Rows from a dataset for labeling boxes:
◆ ◆ ◆ ◆ ◆

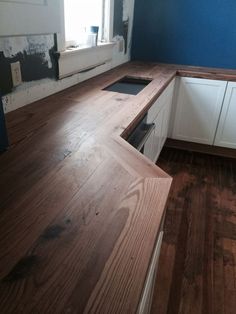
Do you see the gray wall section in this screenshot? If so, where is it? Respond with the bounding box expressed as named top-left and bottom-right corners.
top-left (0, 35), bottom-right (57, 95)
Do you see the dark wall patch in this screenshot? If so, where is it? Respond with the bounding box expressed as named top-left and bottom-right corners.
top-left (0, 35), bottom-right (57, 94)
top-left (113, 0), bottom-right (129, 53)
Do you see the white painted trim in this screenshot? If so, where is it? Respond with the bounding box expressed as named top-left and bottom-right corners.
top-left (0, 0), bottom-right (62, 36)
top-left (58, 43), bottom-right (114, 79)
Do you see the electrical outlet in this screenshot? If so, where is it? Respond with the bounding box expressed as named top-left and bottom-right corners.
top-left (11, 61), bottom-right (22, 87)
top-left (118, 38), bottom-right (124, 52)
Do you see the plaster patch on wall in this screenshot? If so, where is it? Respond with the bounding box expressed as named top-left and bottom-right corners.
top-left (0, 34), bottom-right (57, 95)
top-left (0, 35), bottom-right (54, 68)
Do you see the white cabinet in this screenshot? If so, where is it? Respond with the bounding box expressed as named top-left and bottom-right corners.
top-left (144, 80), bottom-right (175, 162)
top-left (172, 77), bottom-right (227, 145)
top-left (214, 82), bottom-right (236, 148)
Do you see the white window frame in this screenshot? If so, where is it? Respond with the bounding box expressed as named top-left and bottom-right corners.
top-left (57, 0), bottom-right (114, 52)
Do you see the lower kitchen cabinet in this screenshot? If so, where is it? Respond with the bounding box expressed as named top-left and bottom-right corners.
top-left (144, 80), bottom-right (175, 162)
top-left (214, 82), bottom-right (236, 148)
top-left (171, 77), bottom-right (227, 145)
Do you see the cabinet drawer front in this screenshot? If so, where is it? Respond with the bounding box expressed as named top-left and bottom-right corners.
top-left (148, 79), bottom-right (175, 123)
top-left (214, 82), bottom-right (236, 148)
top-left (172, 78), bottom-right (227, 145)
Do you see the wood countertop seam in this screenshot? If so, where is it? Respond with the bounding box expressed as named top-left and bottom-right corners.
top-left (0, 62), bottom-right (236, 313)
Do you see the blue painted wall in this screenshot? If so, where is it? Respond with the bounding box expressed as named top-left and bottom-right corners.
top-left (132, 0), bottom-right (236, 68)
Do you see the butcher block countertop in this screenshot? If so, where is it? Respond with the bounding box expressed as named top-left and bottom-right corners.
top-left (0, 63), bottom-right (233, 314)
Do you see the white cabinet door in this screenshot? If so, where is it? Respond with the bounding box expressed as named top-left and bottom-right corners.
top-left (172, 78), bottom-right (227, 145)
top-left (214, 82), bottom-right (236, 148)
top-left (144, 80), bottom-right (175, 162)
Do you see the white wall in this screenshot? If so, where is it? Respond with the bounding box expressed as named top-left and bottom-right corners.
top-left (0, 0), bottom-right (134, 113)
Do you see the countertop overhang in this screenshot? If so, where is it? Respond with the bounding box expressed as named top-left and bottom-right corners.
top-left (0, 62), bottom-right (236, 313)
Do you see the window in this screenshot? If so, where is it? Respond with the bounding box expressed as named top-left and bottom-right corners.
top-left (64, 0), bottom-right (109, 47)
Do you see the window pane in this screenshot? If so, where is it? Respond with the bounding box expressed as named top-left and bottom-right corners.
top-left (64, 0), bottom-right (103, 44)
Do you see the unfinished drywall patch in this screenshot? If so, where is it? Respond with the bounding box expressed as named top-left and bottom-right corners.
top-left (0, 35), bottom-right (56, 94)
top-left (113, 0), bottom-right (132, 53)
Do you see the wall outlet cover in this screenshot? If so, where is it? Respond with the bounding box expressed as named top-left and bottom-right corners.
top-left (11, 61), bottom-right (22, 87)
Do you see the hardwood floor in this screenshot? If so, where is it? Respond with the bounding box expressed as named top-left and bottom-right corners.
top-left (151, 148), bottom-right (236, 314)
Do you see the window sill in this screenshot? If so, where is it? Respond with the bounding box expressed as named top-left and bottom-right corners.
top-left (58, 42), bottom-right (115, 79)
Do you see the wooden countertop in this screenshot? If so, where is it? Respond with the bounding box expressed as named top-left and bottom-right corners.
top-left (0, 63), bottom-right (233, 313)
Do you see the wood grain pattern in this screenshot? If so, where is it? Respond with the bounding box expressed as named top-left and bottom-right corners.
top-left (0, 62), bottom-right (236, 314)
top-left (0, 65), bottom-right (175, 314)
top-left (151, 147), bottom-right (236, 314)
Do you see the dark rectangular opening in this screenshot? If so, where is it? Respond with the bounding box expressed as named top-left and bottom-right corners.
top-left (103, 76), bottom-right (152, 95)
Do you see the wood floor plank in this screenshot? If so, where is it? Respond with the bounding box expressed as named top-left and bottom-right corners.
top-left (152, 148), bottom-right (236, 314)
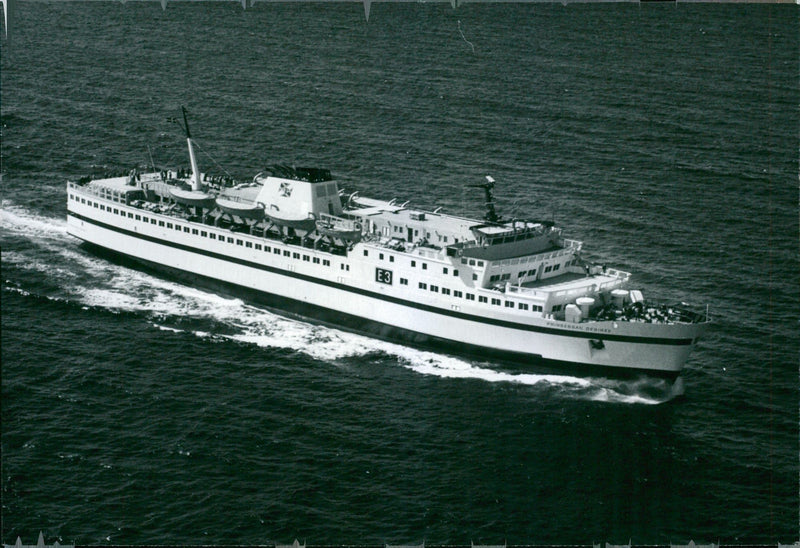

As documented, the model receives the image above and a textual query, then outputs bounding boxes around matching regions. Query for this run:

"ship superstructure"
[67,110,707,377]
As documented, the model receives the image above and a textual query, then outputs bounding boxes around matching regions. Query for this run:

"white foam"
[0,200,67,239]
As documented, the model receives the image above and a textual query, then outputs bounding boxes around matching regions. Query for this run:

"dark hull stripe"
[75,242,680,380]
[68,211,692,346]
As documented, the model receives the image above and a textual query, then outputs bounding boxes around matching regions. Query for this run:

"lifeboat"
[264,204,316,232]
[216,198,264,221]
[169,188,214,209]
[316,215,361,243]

◆ ◆ ◆ ◆ ◆

__What is being asked__
How many lines in the records contain the word "floor"? Reply with the number alone.

__Response__
2